**INPUT DATA:**

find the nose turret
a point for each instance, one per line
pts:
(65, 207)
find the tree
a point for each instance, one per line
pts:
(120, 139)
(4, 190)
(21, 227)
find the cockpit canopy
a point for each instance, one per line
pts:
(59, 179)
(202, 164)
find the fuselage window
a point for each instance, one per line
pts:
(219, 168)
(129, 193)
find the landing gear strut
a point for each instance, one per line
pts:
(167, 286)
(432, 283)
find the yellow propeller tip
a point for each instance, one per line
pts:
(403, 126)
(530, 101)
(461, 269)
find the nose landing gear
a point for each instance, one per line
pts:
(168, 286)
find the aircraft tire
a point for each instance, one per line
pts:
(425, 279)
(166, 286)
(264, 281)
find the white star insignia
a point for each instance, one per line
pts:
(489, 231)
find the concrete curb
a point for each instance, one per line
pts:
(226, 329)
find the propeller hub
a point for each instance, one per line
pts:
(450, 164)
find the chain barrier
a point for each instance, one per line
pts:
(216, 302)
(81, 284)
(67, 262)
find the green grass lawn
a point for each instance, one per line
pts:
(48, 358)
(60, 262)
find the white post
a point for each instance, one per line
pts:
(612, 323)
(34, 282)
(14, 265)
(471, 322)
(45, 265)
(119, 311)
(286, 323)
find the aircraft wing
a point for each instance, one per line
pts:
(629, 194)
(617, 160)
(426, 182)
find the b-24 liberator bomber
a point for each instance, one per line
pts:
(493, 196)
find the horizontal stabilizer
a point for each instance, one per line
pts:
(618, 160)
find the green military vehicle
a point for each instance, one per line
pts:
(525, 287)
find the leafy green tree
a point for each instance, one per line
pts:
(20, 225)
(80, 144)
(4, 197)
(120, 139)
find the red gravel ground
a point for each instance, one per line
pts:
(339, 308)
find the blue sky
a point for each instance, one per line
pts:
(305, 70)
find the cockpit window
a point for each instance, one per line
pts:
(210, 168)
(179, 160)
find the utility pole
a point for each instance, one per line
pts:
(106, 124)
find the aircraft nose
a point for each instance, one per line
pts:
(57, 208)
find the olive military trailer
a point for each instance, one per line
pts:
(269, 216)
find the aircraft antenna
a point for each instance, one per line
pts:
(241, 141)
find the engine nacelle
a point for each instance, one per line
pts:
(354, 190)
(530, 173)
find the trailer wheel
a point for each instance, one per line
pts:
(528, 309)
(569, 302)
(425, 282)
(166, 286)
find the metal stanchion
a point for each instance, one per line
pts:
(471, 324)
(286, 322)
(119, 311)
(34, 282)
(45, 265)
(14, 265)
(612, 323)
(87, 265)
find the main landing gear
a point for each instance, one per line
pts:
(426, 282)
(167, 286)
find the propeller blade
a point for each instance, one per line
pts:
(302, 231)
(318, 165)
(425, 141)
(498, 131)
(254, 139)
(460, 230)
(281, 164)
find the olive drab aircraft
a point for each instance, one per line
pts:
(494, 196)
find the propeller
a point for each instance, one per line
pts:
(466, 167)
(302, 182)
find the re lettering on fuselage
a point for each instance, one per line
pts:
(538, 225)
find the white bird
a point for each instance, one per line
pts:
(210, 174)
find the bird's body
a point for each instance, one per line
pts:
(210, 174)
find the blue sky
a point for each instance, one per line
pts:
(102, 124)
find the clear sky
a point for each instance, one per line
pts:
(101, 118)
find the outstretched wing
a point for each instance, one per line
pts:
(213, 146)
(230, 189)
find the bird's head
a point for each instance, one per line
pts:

**EXERCISE INSTRUCTIONS:** Restate the full material word for word.

**RESPONSE AREA:**
find the nose turret
a point for each instance, one per line
pts:
(65, 207)
find the tree
a point for each instance, one per line
pts:
(120, 139)
(4, 190)
(21, 227)
find the cockpit canopy
a point for each instance, one per line
pts:
(59, 179)
(202, 164)
find the fuselage window
a point for each instance, one per line
pts:
(219, 168)
(129, 193)
find the landing gear strut
a point for each instance, one per line
pts:
(167, 286)
(432, 283)
find the yellow propeller tip
a point for each instance, one per line
pts:
(403, 126)
(530, 101)
(461, 269)
find the nose landing gear
a point for each instance, one per line
pts:
(168, 286)
find the aircraft tire
a point for each instance, one per line
pts:
(425, 279)
(166, 286)
(264, 281)
find the white star insignia
a point for each instance, one per line
pts:
(489, 231)
find the concrete curb
a point for each instance, one per line
pts:
(226, 329)
find the propeller hub
a point for each instance, one per line
pts:
(450, 164)
find the chain barrier
a point for each instance, one per line
pts:
(216, 302)
(81, 284)
(67, 262)
find the green grass lawn
a point for each instance, one per line
pts:
(48, 358)
(60, 262)
find the white post
a point for each instance, one per line
pts:
(612, 323)
(34, 282)
(14, 265)
(471, 322)
(45, 265)
(119, 311)
(286, 323)
find the aircraft wing
a point for each instance, one per line
pts:
(629, 194)
(617, 160)
(426, 182)
find the b-24 liberator bomber
a point for each instance, one per line
pts:
(493, 196)
find the horizontal stabilizer
a point for each instance, one per line
pts:
(618, 160)
find the green military vehicle
a point for each instance, one per line
pts:
(525, 287)
find the leafy green tree
a point for each instance, one per line
pts:
(20, 225)
(80, 144)
(4, 197)
(120, 139)
find the red gravel ground
a point for each instance, one per line
pts:
(339, 308)
find the blue sky
a point for each instance, one per line
pts:
(305, 70)
find the cockpit window
a point for each instance, one per line
pts:
(210, 168)
(179, 160)
find the utility pole
a point for each instance, one per line
pts:
(106, 124)
find the aircraft nose
a point for each instance, one per line
pts:
(57, 208)
find the olive military trailer
a point for each instance, one per line
pts:
(269, 216)
find the aircraft antenna
a point for each instance, one per line
pts:
(241, 141)
find the engine nacelle
a point for each instance, one per line
pts:
(354, 190)
(530, 173)
find the trailer wheel
a point for each instance, one per line
pts:
(528, 309)
(569, 302)
(425, 282)
(166, 286)
find the metal stanchion
a point for each instance, one per line
pts:
(471, 324)
(286, 322)
(119, 311)
(34, 282)
(45, 265)
(14, 265)
(612, 323)
(87, 265)
find the main landing gear
a point for each instance, one per line
pts:
(426, 282)
(167, 286)
find the propeller blade
a point for each instance, one per line
pts:
(302, 231)
(318, 165)
(425, 141)
(498, 131)
(254, 139)
(460, 230)
(281, 164)
find the olive drab aircraft
a point for each instance, one per line
pts:
(494, 196)
find the propeller
a point for each instance, one per line
pts:
(466, 167)
(302, 182)
find the re lettering on fuselage
a point for each instance, one per line
pts:
(538, 225)
find the white bird
a point for each instance, one per line
pts:
(210, 174)
find the bird's body
a point for each instance, one per line
pts:
(210, 174)
find the blue sky
a point for each instance, one per line
pts:
(102, 124)
find the clear sky
a point for each instance, one per line
pts:
(101, 118)
find the outstretched wing
a point for each instance, one per line
pts:
(213, 146)
(230, 189)
find the bird's head
a point for each instance, one per line
pts:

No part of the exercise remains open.